- **EXTRAIT DU TEXTE**:
Tchernobyl. Un nom qui évoque une catastrophe, un traumatisme, les mensonges et dissimulations d’un régime politique déclinant. 33 ans après l’explosion du réacteur nucléaire ukrainien, le créateur américain Craig Mazin nous replonge dans ce cauchemar au travers d’une mini-série de cinq heures à peine, avec une intensité, une pudeur et un souci de vérité très marqués. Remarquable.


Une série américaine sur un sujet aussi sensible que l’explosion d’un réacteur nucléaire soviétique, le parti pris semble couler de source, et la critique facile sinon évidente. Et cependant, la mini-série produite par HBO est des plus surprenantes. Bien plus qu’un énième procès un peu rapide du régime communiste, la série prend la question à hauteur d’homme. Si les responsables directs sont punis et le régime décrédibilisé, le peuple russe est quant à lui sublime, il force le respect et l’admiration. C’est toute l’intention de Craig Mazin, le créateur de la série, qui s’exprimait dans une interview donnée à Slate en Juin 2019 : « La dichotomie est que le système soviétique était terrible, criminel et oppressif. Et le peuple soviétique était remarquable. »

- **ÉNONCÉ 1**:
D'après la critique de la mini-série sur Tchernobyl, à quel média Craig Mazin a-t-il accordé une interview en juin 2019 ?
- **ÉNONCÉ 2**:
Poursuivez la critique de la mini-série sur Tchernobyl à partir de sa dernière phrase.

- **DONNÉES FOURNIES**:
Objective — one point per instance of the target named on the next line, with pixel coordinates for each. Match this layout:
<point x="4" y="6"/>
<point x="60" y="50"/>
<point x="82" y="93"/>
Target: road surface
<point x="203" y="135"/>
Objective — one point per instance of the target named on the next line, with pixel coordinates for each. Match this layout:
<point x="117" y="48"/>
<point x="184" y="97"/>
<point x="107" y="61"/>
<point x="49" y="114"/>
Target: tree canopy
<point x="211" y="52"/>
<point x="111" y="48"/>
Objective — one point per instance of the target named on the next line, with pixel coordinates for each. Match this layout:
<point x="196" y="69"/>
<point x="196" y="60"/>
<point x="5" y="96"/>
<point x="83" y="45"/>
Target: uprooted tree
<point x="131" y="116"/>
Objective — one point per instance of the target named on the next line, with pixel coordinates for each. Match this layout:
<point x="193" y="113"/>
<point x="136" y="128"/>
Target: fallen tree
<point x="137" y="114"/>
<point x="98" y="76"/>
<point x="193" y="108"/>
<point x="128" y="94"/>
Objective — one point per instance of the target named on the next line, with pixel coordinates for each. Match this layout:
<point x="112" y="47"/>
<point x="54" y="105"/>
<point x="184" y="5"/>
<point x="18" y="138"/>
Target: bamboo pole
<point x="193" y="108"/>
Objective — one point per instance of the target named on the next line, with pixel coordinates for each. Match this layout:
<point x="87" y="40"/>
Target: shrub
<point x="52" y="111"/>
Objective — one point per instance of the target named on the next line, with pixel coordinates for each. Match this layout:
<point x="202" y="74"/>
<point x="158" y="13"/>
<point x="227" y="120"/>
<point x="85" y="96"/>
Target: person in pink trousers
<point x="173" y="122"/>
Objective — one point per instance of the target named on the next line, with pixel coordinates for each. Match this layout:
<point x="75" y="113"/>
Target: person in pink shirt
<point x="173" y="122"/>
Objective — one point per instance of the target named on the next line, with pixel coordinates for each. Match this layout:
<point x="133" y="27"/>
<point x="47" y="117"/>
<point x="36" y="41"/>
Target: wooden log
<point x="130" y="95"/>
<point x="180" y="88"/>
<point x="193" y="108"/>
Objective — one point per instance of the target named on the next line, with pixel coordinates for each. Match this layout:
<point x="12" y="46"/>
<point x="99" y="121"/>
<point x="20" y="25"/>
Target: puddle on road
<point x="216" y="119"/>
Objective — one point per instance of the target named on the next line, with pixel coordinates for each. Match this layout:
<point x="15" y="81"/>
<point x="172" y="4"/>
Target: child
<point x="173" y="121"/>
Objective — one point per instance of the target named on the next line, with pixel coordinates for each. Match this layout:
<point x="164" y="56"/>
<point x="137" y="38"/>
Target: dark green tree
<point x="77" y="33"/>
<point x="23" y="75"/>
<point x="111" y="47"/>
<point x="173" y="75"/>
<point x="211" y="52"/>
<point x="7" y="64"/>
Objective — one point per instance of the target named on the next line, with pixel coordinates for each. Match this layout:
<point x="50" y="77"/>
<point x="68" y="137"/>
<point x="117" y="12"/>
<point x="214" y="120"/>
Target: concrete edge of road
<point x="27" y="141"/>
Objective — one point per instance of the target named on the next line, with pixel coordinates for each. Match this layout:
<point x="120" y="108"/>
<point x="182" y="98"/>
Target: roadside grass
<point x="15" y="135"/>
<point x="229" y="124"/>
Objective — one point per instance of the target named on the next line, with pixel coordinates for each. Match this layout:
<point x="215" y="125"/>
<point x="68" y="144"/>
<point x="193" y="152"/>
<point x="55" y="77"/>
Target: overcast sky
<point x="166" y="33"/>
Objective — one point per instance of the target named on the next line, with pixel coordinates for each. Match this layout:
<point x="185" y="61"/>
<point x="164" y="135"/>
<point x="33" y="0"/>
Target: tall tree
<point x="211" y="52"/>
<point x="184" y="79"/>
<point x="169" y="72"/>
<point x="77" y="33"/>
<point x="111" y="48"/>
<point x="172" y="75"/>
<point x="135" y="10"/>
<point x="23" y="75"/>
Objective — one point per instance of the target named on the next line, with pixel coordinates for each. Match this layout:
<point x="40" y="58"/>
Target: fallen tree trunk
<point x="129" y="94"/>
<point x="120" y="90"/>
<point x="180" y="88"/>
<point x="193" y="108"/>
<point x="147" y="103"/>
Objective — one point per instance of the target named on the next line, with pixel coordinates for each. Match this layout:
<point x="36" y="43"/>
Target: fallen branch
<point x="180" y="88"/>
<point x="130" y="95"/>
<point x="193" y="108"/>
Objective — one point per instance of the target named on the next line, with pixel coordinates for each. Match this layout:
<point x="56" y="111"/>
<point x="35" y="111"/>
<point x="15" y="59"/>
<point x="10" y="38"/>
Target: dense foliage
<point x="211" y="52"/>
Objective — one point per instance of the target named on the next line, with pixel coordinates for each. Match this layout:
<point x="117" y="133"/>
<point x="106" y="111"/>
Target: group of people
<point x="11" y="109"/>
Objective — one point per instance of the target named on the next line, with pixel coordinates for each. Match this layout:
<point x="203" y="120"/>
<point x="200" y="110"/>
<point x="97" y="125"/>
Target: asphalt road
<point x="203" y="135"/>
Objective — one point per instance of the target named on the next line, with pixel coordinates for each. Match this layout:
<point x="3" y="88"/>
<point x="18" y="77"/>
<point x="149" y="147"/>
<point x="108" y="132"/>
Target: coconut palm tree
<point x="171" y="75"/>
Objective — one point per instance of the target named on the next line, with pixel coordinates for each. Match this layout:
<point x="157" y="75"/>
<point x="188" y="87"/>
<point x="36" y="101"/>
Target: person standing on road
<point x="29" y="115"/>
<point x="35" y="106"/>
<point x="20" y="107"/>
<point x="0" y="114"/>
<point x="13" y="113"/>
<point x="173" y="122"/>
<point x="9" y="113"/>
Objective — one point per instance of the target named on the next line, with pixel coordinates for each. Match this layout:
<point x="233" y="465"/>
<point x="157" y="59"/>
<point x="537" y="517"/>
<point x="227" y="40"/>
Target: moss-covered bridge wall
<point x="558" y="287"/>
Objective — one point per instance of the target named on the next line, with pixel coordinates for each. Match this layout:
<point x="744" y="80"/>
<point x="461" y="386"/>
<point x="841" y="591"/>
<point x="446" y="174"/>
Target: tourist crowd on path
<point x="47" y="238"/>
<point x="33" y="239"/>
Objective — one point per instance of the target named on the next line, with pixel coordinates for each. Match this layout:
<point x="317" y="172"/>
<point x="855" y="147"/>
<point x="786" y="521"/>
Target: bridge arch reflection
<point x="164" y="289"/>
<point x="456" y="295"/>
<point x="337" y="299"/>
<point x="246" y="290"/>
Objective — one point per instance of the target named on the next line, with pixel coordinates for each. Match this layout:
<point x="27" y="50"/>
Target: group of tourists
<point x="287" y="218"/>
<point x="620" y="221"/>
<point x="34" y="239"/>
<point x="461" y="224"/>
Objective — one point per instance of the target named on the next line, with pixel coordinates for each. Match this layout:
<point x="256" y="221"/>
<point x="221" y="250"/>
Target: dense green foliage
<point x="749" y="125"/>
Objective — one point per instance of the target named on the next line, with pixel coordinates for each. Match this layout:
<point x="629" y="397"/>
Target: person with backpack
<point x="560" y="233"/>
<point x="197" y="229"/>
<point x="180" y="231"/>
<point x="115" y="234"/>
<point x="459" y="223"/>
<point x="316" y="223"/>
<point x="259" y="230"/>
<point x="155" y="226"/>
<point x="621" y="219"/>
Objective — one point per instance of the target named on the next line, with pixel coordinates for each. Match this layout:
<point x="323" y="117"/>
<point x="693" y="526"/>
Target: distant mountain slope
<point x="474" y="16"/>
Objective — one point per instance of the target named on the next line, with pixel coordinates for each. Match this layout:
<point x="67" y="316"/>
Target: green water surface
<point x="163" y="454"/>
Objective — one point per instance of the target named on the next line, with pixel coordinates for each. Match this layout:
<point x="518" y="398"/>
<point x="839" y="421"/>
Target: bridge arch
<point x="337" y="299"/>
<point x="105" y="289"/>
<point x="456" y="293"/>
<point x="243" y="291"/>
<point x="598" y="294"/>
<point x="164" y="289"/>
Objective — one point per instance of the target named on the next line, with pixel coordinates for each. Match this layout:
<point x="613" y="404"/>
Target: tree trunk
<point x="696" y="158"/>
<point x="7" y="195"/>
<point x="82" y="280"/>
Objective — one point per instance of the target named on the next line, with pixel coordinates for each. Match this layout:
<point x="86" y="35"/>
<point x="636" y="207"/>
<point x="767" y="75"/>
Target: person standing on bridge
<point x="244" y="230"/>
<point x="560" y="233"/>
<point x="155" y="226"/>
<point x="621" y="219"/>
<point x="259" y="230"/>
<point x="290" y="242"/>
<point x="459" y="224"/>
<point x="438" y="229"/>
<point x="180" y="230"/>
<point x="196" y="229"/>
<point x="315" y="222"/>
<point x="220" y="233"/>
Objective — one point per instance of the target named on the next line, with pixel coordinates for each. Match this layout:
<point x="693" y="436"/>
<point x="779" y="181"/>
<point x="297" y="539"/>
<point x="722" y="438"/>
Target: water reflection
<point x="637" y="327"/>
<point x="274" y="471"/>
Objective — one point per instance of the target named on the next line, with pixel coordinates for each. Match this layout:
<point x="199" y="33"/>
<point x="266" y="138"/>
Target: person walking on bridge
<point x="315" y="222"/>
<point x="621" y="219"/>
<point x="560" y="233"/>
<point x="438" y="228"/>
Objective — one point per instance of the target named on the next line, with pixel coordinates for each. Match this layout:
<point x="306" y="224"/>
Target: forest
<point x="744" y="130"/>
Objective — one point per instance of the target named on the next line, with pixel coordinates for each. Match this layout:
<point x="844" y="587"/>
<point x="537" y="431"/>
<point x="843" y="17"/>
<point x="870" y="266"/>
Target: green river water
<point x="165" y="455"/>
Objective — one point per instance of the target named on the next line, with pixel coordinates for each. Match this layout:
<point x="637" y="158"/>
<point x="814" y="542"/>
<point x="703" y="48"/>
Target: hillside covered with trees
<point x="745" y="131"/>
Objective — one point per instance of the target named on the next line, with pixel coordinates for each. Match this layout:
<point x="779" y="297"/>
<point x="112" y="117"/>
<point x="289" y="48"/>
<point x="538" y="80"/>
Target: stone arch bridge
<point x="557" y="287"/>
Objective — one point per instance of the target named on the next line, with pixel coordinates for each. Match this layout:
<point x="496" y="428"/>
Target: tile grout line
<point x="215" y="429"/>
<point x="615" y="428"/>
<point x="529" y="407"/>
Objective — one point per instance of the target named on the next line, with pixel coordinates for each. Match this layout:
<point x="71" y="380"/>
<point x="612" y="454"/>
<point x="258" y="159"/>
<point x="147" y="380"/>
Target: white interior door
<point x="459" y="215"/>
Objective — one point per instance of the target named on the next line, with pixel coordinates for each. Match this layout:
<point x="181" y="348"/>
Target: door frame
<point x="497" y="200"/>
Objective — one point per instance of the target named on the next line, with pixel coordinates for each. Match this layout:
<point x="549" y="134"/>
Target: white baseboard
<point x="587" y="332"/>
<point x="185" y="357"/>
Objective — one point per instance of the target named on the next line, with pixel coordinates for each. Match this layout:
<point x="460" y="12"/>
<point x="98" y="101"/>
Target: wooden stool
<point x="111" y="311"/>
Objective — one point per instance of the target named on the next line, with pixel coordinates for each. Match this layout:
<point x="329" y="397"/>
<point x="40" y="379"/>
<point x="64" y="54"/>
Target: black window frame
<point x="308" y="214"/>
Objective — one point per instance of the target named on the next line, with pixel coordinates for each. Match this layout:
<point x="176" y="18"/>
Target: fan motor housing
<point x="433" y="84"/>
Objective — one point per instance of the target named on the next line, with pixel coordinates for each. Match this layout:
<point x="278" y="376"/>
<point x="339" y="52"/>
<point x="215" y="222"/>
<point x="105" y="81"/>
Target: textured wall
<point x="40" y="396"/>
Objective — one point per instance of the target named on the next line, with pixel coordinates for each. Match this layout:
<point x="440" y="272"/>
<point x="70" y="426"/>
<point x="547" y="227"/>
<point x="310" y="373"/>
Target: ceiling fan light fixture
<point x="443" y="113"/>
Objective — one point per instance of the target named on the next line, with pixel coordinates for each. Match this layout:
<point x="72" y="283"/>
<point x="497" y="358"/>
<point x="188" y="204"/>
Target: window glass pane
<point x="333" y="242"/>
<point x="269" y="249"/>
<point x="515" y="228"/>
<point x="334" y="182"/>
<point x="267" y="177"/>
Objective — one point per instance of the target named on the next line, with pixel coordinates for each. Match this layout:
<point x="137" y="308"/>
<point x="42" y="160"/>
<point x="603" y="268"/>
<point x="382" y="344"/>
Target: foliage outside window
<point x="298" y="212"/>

- **RÉSULTAT 1**:
À Slate.

- **RÉSULTAT 2**:
La célébration de l’âme slave

L’âme slave, le Peuple avec une majuscule, ses chants mélancoliques, son courage dopé à la vodka, son sens du sacrifice pour le bien commun impressionnent autant qu’ils inquiètent. Cette capacité à donner sa vie anonymement pour une Russie transcendante a quelque chose de mystique et de dérangeant, habitués que nous sommes à la consommation d’héros individuels. Ce peuple n’est pas victime, il est bien plus que cela : c’est une âme, une conscience. Une conscience entretenue dans des illusions et des mensonges, prise dans un écheveau d’intérêts et d’ignorance, sur fond de propagande. Cocktail explosif ! Tout comme leurs grands-pères s’étaient sacrifiés lors de la Grande Guerre Patriotique, les corps à nouveau s’amoncellent, s’empilent pour tenter, désespérément, de combler les trous d’un régime défaillant.

« Le prix du mensonge »

La vérité triomphe toujours, même si souvent, elle arrive trop tard… La véritable question est donc de savoir combien de temps peut tenir un mensonge. Éternellement pour le régime soviétique, pas longtemps pour ces lanceurs d’alerte de la première heure que sont Legassov, le physicien nommé pour gérer la catastrophe, et Khomyuk, son assistante, personnage monté de toute pièce pour honorer la mémoire de tous les scientifiques qui, avec Legassov, se sont mobilisés pour gérer la catastrophe.

Ce personnage fictif illustre tout l’enjeu de la série : jusqu’à quel point peut-on se permettre de narrer, de raconter, au lieu de montrer ? Au bout du cinquième épisode, de la cinquième heure, le créateur capitule et ce qui était histoire devient documentaire, des photos et vidéos d’archives remplacent le scénario, la catastrophe est bien réelle.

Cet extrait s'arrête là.